**SELECTED PASSAGE:**
>>>
Ashkenazi asks Cyprus to help with Europe's annexation response

Christodoulides arrived via helicopter to Ben-Gurion Airport, which has a special "green zone" for diplomatic visits.

Israel Foreign Minister Gabi Ashkenazi greets Cypriot Foreign Minister Nikos Christodoulides upon his arrival on June. 23. 2020. (photo credit: MIRI SHIMONOVICH/GPO)
Israel Foreign Minister Gabi Ashkenazi greets Cypriot Foreign Minister Nikos Christodoulides upon his arrival on June. 23. 2020.
(photo credit: MIRI SHIMONOVICH/GPO)
Foreign Minister Gabi Ashkenazi called on Cyprus to try to moderate the EU’s response to Israeli plans to move forward with the Trump peace plan, in a meeting with his Cypriot counterpart Nikos Christodoulides on Tuesday.
Ashkenazi said Israel is committed to “promoting a peace process in a responsible way and in coordination with different factors in the region while protecting Israel’s strategic and security interests, based on [US President Donald] Trump’s peace plan.”
The plan includes having Israel extend sovereignty to 30% of the West Bank, including all settlements and the Jordan Valley, though Ashkenazi and Defense Minister Benny Gantz have sought to have Israel apply its civil law to a smaller area.
EU High Representative for Foreign Affairs Josep Borrell and a number of European foreign ministries and UN ambassadors have made strong statements against any Israeli sovereignty in the West Bank. Cyprus has yet to say anything publicly on the matter, but is sensitive to the matter because it is involved in its own land dispute, with Turkey occupying northern Cyprus. Turkey also continues to encroach on Cyprus’ exclusive economic zone in the Mediterranean Sea.
Ashkenazi asked Christodoulides for Cyprus to be “a moderate voice in the discourse with European states.”
The foreign ministers also discussed reopening tourism between Israel and Cyprus, which recently downgraded Israel due to an increase in local coronavirus cases.
Ashkenazi said Israel is trying to reduce the COVID-19 morbidity to allow flights and tourism to begin again.
Christodoulides’s visit was in lieu of one by Cyprus President Nicos Anastasiades with several ministers, which was canceled because of the hike in coronavirus cases in Israel.
Israel is the first country Christodoulides visited since the coronavirus outbreak, which Ashkenazi said, “shows the strong, stable and solid friendship between the countries that are marking 60 years of ties between them.”
Christodoulides arrived in Ben-Gurion Airport via helicopter, and the meeting was held in a special coronavirus green zone in the airport, created for the purpose of allowing such diplomatic visits.
Ashkenazi said after the visit that “Israel and Cyprus have many shared interests in strategic, diplomatic, economic and security matters. Every visit like this strengthens the important ties and partnerships in the eastern Mediterranean.”
The two ministers also spoke about cooperation on energy matters in the Mediterranean Sea.
Israel, Greece and Cyprus signed an agreement earlier this year to work on the EastMed offshore and onshore gas pipeline, planned to be 1,900 km. long, from Israeli economic waters to the Greek mainland via Cyprus and Crete.
Another energy related issue between Israel and Cyprus is the Aphrodite-Yishai gas field, about 10% of which is in Israel’s exclusive economic zone, and the rest of which belongs to Cyprus. The countries have yet to come to an agreement to develop the reservoir.
<<<
**EXPLORE THE MATERIAL:**
A - Answer these questions about the article:
(i) What share of the West Bank would Israel extend sovereignty to under the plan?
(ii) How long is the EastMed pipeline planned to be?
(iii) About what portion of the Aphrodite-Yishai gas field lies in Israel's exclusive economic zone?
B - Who are all the people named in the article?
C - Can you write out the article again from "Foreign Minister Gabi Ashkenazi called" through "a smaller area.", swapping "sovereignty" for "jurisdiction"?

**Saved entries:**
>>>
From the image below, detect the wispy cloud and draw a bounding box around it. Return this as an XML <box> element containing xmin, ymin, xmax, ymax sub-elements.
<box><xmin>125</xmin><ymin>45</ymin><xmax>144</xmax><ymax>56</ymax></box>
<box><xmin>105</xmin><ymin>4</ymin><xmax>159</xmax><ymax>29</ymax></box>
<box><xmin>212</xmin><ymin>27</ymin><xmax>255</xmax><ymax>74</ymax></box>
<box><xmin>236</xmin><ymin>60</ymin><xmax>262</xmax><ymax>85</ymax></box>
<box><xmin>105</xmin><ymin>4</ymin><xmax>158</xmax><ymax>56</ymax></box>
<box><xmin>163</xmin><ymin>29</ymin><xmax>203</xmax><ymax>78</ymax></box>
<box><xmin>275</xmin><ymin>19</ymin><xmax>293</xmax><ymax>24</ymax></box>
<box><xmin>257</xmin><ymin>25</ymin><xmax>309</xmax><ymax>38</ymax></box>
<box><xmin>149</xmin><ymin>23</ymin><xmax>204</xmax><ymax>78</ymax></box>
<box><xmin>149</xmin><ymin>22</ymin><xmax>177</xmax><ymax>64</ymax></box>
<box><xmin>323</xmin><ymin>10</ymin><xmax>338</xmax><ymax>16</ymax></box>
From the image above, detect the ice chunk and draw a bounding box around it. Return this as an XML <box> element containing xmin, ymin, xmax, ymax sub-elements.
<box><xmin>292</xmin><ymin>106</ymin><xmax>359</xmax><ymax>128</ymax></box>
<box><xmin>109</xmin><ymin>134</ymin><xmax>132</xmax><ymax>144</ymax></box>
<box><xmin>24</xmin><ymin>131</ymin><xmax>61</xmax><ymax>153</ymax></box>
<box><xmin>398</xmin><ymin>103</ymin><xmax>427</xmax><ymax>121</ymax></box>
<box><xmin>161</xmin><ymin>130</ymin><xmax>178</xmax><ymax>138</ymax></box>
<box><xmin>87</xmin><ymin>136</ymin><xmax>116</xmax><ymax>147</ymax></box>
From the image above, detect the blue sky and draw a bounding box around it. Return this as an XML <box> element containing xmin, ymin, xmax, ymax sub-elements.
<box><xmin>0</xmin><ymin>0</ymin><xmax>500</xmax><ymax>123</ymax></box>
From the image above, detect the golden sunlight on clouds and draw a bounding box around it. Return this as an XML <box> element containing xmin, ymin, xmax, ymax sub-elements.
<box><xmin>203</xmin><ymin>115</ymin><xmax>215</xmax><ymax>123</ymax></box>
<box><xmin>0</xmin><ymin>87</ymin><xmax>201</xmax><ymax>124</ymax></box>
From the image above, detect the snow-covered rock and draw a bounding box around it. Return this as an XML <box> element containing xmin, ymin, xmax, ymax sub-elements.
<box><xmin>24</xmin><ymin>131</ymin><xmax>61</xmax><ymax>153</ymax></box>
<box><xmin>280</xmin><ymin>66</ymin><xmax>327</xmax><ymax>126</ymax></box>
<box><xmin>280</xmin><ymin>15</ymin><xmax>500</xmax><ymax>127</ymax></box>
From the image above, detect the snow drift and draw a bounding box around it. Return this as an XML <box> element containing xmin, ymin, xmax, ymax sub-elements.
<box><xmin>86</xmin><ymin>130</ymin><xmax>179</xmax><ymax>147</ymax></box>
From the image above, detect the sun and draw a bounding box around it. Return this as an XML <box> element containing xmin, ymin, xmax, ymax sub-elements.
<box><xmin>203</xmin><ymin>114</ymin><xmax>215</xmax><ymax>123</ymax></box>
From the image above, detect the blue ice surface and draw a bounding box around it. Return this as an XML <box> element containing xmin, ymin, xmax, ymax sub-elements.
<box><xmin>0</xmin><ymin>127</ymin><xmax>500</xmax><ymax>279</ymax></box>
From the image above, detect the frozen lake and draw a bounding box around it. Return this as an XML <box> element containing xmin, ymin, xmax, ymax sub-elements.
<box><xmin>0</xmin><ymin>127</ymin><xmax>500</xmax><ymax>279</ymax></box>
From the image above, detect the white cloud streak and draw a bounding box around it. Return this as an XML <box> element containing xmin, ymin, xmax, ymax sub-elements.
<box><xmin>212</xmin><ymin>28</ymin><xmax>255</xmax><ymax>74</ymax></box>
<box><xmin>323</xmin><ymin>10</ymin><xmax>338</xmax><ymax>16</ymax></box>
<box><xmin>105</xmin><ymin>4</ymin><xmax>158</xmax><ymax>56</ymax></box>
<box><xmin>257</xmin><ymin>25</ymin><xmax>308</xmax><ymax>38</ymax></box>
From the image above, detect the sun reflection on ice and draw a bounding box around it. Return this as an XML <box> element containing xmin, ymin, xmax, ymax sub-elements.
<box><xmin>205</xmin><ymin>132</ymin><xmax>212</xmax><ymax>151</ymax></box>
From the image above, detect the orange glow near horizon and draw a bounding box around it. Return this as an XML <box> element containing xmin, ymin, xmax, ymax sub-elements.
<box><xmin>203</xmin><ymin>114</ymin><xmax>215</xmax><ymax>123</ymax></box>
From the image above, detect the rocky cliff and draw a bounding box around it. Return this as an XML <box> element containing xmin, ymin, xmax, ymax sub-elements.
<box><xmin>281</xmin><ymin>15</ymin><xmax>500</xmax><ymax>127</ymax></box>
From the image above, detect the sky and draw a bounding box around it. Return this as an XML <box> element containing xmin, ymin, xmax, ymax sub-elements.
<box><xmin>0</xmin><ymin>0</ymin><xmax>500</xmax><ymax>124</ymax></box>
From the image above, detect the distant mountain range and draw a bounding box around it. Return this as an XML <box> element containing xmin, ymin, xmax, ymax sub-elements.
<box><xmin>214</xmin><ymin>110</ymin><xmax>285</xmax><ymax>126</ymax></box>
<<<
**ANSWERS BELOW:**
A -
(i) 30%
(ii) 1,900 km
(iii) About 10%

B - Gabi Ashkenazi, Nikos Christodoulides, Miri Shimonovich, Donald Trump, Benny Gantz, Josep Borrell, Nicos Anastasiades

C -
Foreign Minister Gabi Ashkenazi called on Cyprus to try to moderate the EU’s response to Israeli plans to move forward with the Trump peace plan, in a meeting with his Cypriot counterpart Nikos Christodoulides on Tuesday.
Ashkenazi said Israel is committed to “promoting a peace process in a responsible way and in coordination with different factors in the region while protecting Israel’s strategic and security interests, based on [US President Donald] Trump’s peace plan.”
The plan includes having Israel extend jurisdiction to 30% of the West Bank, including all settlements and the Jordan Valley, though Ashkenazi and Defense Minister Benny Gantz have sought to have Israel apply its civil law to a smaller area.